*Extrait choisi*
========================================
Intervention de Didier Guillaume

Commission des affaires économiques — Réunion du 19 février 2014 : 1ère réunion
Avenir pour l'agriculture alimentation et forêt — Examen du rapport et du texte de la commission

Photo de Didier GuillaumeDidier Guillaume, rapporteur :

Annoncé dans le discours de politique générale du Premier ministre et préparé depuis de nombreux mois par le Gouvernement, le projet de loi d'avenir pour l'agriculture, l'alimentation et la forêt est le fruit d'un processus de concertation avec les professionnels. Sans remettre en cause les instruments mis en place par la loi de modernisation de l'agriculture et de la pêche de 2010, il améliore l'efficacité de mécanismes, comme la contractualisation, dont le bilan est mitigé et prépare l'agriculture française aux changements structurels et aux défis qui l'attendent.

Les négociations européennes sur la réforme de la PAC pour 2014-2020 ont abouti à des arbitrages satisfaisants pour la France. Les enveloppes financières sont préservées même si certains agriculteurs bénéficieront de soutiens diminués. Plus verte et plus équitable, la nouvelle PAC offre des marges de manoeuvre supplémentaires en matière de couplage des aides directes ou de modulation des aides en fonction de la surface.

En septembre dernier, le président de la République a choisi de privilégier les filières animales en redéployant environ 1 milliard d'euros vers l'élevage, manifestant ainsi sa volonté de conserver une agriculture diversifié, familiale, ancrée sur les territoires. Cette ambition est celle du projet de loi. Loin de tourner le dos à l'impératif de compétitivité, il repose sur le pari, nourri par des observations de terrain, qu'il est possible d'atteindre à la fois la performance économique et l'excellence environnementale, en tirant parti des lois de la nature elle-même. Voilà le pari de l'agro-écologie.

Après le Grenelle, répondre aux préoccupations environnementales constitue une obligation incontournable pour l'agriculture. La réforme de la PAC intègre cette préoccupation puisque, à côté de l'éco-conditionnalité des aides, elle instaure le verdissement des paiements directs à hauteur de 30 % de l'enveloppe de chaque État membre. Cessons d'empiler des normes et de vivre l'environnement comme une contrainte, l'agro-écologie invite à innover ! L'expérience prouve qu'on peut produire plus avec moins d'intrants. Voilà le socle philosophique du projet : faire plus et mieux, reconquérir l'économie agricole en tournant le dos à la standardisation à outrance.
========================================
*La consigne*
Pouvez-vous réécrire le passage de l'intervention sur le projet de loi agricole qui commence à « Annoncé dans le » et se termine à « défis qui l'attendent. », en remplaçant « concertation » par « dialogue » ?

*Données fournies*
========================================
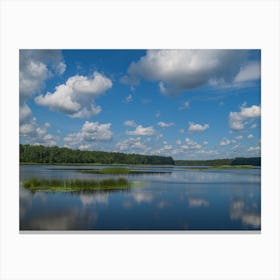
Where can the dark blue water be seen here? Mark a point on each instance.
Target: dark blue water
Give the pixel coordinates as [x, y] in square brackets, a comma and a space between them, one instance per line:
[180, 199]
========================================
*Solution du problème*
Annoncé dans le discours de politique générale du Premier ministre et préparé depuis de nombreux mois par le Gouvernement, le projet de loi d'avenir pour l'agriculture, l'alimentation et la forêt est le fruit d'un processus de dialogue avec les professionnels. Sans remettre en cause les instruments mis en place par la loi de modernisation de l'agriculture et de la pêche de 2010, il améliore l'efficacité de mécanismes, comme la contractualisation, dont le bilan est mitigé et prépare l'agriculture française aux changements structurels et aux défis qui l'attendent.